- Exercise:
In the data below, find each line that contains the word "navy" and copy it.

- Provided records:
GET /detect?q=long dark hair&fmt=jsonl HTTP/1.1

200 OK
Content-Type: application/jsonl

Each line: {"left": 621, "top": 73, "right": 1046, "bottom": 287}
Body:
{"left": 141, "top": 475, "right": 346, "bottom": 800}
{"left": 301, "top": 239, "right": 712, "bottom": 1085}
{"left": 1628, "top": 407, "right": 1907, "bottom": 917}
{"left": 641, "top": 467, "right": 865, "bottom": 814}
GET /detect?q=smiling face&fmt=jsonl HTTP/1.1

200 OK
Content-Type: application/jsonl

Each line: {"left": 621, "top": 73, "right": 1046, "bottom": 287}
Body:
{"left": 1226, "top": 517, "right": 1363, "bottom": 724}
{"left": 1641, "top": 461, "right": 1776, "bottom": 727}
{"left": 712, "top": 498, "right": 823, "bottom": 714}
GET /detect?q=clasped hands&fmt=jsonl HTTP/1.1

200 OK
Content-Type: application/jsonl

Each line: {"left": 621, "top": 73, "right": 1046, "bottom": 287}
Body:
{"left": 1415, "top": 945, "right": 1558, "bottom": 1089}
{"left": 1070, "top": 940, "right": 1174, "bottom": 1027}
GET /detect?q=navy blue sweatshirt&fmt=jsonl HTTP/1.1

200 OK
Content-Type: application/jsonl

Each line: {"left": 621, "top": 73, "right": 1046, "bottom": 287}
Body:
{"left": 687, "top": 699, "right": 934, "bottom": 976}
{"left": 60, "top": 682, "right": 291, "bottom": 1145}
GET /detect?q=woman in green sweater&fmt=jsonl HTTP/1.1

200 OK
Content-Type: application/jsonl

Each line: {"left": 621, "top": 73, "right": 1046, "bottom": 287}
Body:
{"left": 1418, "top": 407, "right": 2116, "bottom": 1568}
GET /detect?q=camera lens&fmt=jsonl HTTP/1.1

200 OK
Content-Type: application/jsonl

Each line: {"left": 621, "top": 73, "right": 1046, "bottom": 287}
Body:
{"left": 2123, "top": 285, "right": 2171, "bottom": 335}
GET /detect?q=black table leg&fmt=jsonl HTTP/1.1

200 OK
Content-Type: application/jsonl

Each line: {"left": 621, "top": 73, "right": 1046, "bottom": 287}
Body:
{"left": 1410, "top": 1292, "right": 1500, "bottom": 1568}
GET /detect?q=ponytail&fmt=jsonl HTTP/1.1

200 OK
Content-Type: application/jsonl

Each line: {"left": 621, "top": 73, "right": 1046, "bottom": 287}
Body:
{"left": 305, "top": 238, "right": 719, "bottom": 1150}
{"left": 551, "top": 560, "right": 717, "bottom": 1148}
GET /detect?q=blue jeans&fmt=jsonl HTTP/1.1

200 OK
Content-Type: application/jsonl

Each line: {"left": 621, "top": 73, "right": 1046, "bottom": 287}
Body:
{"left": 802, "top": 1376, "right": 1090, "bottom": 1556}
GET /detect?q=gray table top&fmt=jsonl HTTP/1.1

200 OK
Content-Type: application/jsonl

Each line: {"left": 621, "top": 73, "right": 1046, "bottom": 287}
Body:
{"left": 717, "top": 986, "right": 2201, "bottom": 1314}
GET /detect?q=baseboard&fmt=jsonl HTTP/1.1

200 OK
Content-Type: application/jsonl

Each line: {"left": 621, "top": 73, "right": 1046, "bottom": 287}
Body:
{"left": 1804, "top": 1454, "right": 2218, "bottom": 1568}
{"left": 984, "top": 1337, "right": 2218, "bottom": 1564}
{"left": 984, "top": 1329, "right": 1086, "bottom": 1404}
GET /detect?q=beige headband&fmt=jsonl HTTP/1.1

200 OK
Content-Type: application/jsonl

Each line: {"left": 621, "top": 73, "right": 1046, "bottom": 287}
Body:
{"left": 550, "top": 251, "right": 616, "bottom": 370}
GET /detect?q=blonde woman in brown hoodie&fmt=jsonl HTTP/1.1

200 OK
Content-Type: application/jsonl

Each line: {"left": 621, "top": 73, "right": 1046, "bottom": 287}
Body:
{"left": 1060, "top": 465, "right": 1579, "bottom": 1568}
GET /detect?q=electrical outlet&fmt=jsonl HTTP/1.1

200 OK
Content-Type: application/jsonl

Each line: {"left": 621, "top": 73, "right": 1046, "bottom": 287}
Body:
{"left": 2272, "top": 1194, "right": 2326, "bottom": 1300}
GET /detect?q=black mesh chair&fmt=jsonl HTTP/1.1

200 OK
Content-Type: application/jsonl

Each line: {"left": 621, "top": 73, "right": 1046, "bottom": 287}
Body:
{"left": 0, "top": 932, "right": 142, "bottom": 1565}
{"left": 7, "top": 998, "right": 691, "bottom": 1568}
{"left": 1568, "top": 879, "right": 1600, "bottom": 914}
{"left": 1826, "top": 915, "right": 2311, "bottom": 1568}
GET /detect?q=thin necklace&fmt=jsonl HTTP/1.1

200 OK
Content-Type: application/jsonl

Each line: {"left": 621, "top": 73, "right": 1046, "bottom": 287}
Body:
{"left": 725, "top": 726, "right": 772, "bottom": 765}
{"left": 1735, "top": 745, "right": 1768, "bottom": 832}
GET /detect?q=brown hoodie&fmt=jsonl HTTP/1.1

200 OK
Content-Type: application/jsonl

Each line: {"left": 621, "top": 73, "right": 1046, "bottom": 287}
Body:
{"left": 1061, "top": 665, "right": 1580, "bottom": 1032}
* * *
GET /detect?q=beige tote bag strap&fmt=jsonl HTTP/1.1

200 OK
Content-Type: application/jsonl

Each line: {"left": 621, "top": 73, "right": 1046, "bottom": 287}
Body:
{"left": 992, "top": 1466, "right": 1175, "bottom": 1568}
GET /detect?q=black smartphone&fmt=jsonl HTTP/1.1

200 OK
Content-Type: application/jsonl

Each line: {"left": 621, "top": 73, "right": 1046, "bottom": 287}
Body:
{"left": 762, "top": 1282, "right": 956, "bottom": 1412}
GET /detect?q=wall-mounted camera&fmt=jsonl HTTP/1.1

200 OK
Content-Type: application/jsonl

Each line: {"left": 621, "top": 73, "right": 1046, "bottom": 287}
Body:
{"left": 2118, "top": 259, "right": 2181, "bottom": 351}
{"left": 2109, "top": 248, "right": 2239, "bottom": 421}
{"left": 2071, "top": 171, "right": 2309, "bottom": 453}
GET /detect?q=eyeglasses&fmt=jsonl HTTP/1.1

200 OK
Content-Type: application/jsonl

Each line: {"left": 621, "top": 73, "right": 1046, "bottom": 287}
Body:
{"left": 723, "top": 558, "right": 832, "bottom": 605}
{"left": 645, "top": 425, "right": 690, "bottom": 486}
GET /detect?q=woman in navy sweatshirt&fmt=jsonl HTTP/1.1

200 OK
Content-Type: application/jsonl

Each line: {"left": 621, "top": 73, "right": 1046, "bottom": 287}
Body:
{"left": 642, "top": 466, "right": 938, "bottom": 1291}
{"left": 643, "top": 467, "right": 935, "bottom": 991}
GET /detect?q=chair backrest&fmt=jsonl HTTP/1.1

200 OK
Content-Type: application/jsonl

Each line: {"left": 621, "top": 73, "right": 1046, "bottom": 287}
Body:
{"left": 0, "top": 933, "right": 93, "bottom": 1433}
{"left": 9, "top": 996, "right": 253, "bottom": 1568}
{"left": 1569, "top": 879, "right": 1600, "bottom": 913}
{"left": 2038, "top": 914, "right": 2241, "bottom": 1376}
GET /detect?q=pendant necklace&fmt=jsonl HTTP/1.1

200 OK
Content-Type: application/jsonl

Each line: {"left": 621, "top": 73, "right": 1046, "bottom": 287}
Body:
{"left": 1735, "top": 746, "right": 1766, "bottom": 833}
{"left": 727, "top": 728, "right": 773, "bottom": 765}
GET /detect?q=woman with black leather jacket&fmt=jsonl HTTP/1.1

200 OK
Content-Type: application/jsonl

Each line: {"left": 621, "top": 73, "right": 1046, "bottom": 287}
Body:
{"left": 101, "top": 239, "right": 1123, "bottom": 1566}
* * *
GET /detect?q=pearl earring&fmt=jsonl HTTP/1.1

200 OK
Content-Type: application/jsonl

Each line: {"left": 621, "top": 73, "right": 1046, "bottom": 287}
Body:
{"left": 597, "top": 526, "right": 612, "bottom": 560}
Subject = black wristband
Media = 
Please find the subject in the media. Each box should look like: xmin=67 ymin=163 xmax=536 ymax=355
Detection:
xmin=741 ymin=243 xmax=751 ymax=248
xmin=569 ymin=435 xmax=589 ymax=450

- Output for this exercise:
GET /detect?q=navy blue sweatshirt&fmt=jsonl HTTP/1.1
GET /detect?q=woman in navy sweatshirt&fmt=jsonl HTTP/1.1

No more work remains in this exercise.